**Tarefas propostas:**
**A)** No texto sobre a partida de xadrez, quais lances de bispo o autor cogitou na partida com Petrov Baltar?
**B)** Diga se cada afirmação concorda com o texto sobre a partida de xadrez, citando as palavras que decidem: (i) O termo "a mão invisível do mercado" foi criado por Adam Smith. (ii) A partida contra Francisco Cavalcanti foi jogada na 5ª rodada. (iii) Depois de 20.dxc5, as pretas ficaram em vantagem.
**C)** Segundo o texto sobre a partida de xadrez, em que cidade foi disputado o Nordestão 2019?

**Trecho do texto:**

---

Desventuras de um Capivara III – Vade Retro!

Por Marcello Urquiza

“A mão invisível do mercado” foi um termo cunhado pelo filósofo e economista Adam Smith, lá pelos idos de 1759, e que hoje caracteriza determinada teoria econômica. “A mão invisível da capivara” é uma hipótese parapsicológica, levantada pelo ilustre capivara que vos escreve. Abordarei esse tema com maior profundidade nas linhas que se seguem.

Estávamos na 4ª rodada do XII Memorial Governador Miguel Arraes – Nordestão 2019, lá em Recife (PE). Tinha sido emparceirado com o MF Francisco Cavalcanti, um dos mais importantes jogadores da Paraíba. Salve, grande Chiquinho!

MF Francisco Cavalcanti x Marcello Urquiza
Nordestão 2019 – 31/08/2019

1.Cf3  Cf6  2.d4  d5  3.c4  dxc4  4.Da6  c6  5.Dc4  Bg4  6.Ce5

Já conhecia essa posição. Dias antes, eu tinha participado de um torneio de rápidas em João Pessoa (PB). Na partida com Petrov Baltar, tive a seguinte dúvida: se jogo Be6,  vou atrapalhar o desenvolvimento da ala do rei; com Bh5, eu temia que meu bispo ficasse fora do jogo. Depois de alguma reflexão, resolvi tomar uma decisão salomônica. Nem e6 e nem h5. Iria jogar Bf5! 

Gostaria de ter visto minha expressão quando Petrov fez 7.Df7 – xeque-mate! Tinha acabado de levar um mate pastor!!

6.... Bh5  7.Cc3  e6  8.e4  Cbd7  9.Cd7  Dd7 

Pensei em jogar Cd7, mas, lhe confesso, não o fiz porque não gostei da estética da posição. Pode isso? O certo é que, agora, minhas peças não estavam coordenadas para apoiar a ruptura central.

10.f3  Be7  11.Be3  0-0  12.Be2  Tac8  13.0-0  b5  14.Dd3  Tfd8  15.Tfd1  Db7  16.Dc2  Cd7

Preparando a ruptura. Posição que o cavalo deveria estar desde o 9º lance.

17.a3  Bg6  18.Db3  a6  19.Tac1  c5  20.dxc5

Se 20. d5, as pretas jogariam c4, seguido de Cc5, com bom jogo. Depois de dxc5, a posição está igualada.

---

Entradas de anotação de coordenadas
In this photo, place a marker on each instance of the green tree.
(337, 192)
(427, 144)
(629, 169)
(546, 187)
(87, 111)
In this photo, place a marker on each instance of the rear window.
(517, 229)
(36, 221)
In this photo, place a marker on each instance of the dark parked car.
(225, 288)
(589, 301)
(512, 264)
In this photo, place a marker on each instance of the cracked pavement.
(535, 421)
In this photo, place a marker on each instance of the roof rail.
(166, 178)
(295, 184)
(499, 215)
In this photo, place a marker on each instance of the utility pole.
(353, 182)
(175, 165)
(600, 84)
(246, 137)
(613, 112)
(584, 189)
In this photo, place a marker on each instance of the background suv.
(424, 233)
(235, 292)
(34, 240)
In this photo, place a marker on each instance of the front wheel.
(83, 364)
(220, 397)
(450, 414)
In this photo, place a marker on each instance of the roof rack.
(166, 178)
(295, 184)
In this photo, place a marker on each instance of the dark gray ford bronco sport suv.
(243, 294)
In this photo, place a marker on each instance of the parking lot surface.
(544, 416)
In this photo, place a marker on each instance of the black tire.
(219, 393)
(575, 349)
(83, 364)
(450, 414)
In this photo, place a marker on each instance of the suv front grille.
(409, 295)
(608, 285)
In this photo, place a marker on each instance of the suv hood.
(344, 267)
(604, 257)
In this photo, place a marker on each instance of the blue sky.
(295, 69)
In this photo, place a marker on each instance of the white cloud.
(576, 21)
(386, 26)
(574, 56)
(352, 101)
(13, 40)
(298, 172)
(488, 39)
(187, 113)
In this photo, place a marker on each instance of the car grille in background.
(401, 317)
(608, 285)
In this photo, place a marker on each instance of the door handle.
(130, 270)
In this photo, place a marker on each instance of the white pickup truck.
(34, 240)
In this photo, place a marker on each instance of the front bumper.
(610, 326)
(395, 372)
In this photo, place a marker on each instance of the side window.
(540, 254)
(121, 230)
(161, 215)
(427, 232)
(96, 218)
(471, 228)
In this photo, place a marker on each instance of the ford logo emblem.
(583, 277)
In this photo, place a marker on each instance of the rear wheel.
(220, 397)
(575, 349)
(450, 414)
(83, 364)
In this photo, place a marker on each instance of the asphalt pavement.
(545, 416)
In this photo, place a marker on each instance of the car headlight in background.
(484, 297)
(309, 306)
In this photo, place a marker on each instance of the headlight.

---

**Respostas às tarefas:**
**A)** Be6, Bh5 e Bf5.

**B)**
(i) Sim: "foi um termo cunhado pelo filósofo e economista Adam Smith".
(ii) Não: "Estávamos na 4ª rodada".
(iii) Não: "Depois de dxc5, a posição está igualada."

**C)** Em Recife (PE).